____ Texte à lire

Le projet ADEME EPSencity, lancé début 2014, avait comme objectif la compréhension des interactions entre formes urbaines, usages et performances énergétiques. Sur la base d’une Analyse de Cycle de Vie (ACV) sur 100 ans, l’étude a consisté à comparer différents modes de logements à Bobigny et à Villiers sur Orge ; avec une équipe pluridisciplinaire composée d’ingénieurs et de sociologues tels que le CES (MINES ParisTech et ARMINES), GREThA, AUXILIA, Environnons, LAVUE (coordinateur) et l'aide de NEXITY. Quels sont les résultats obtenus à la fin du projet ?
Les objectifs du projet étaient de mieux comprendre les interactions entre formes urbains, usages et performances énergétiques : les usages, en s’intéressant à leurs significations pour les habitants, au-delà de la dimension fonctionnelle ; les modalités d’appropriations des espaces bâtis, en s’intéressant aux liens sensibles et affectifs entre les habitants et leur espace de vie ; les enjeux économiques, environnementaux et sociaux liés aux bâtiments et à la mobilité résidentielle. Il s'agit enfin de fournir des préconisations pour les projets futurs.
Une première étape a été la collecte des données physiques des bâtiments (matériaux, parois, équipements) et des espaces extérieurs (voiries, espaces verts) afin de construire les maquettes numériques et les modèles thermiques. La deuxième étape a consisté à établir les scénarios usuels décrivant l’utilisation des bâtiments. Les scénarios règlementaires ne sont pas satisfaisants car ils décrivent de manière conventionnelle mais peu réaliste les comportements des habitants. Les données de l’INSEE ont également permis de déterminer de manière approximative le nombre d’occupants dans les différents types de logements. Les enquêtes de terrain ont alors permis une modélisation plus réaliste. La dernière étape avant la modélisation a été la définition des hypothèses de l’ACV et des Unités Fonctionnelles (UF) considérées. Les données d’impacts environnementaux des différents éléments ont été tirées de la base de données Ecoinvent. L’analyse est faite sur tout le cycle de vie des bâtiments, de la construction à la démolition après 100 ans.
Dans un premier temps, les résultats de modélisation ont permis de comparer les différentes morphologies au sein d’un même quartier. Une première constatation est, que selon l’unité fonctionnelle choisie, les morphologies qui se révèlent les plus performantes ne sont pas les mêmes. Ainsi, quel que soit le quartier, la morphologie de type intermédiaire (villas) est moins performante que la maison sur quasiment l’ensemble des indicateurs environnementaux (dont l’effet de serre et l’énergie primaire consommée) lorsque les résultats sont exprimés en impacts/m2 SHAB. En revanche, si les résultats sont exprimés en impacts/occupant, c’est exactement l’inverse : la morphologie de type intermédiaire est plus performante que la maison individuelle. En ce qui concerne la 3ème morphologie de type immeuble collectif (uniquement présente dans le quartier de Bobigny), quelle que soit l’Unité Fonctionnelle (UF) considérée, elle n’est jamais la plus mauvaise en termes d’impacts environnementaux, ceci s’explique principalement par la compacité de ce type de bâtiment qui limite les pertes thermiques.

________
____ Entrées

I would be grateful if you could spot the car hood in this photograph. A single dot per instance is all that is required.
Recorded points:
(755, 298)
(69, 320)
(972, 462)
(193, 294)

________

Rédigez la suite du texte sur le projet EPSencity, en reprenant juste après sa dernière phrase. Les items viennent d'une autre source.

Bobigny, quartier de banlieu Villiers sur Orge, quartier périurbain
Comparaison des impacts par habitant Exemple : énergie consommée, réchauffement climatique, déchets produits Note : ces résultats ne sont pas forcément généralisables
Bien qu’il ne soit pas évident de déterminer quelle UF est la mieux adaptée, les motivations de l’étude donnent quelques pistes d’interprétation. Exprimer les résultats en impacts/m² SHAB signifie écarter l’aspect de la densité d’occupation, qui est une caractéristique intrinsèque à la morphologie de bâtiment. Cela revient à comparer des bâtiments uniquement sur le plan physique. En revanche, l’UF des impacts/occupant prend en compte de façon plus exhaustive l’occupation et l’utilisation propre à chaque morphologie. Elle semble donc plus adaptée pour une comparaison plus systémique/globale.
Les résultats montrent, que quelle que soit l’UF considérée, les impacts en effet de serre et énergie primaire consommée sont, dans l’ordre décroissant, plus importants pour la maison individuelle, puis la morphologie intermédiaire et enfin l’immeuble collectif.
Cette approche par quartier creuse donc l’écart entre les morphologies sur certains indicateurs et confirme les bonnes performances environnementales de l’immeuble collectif.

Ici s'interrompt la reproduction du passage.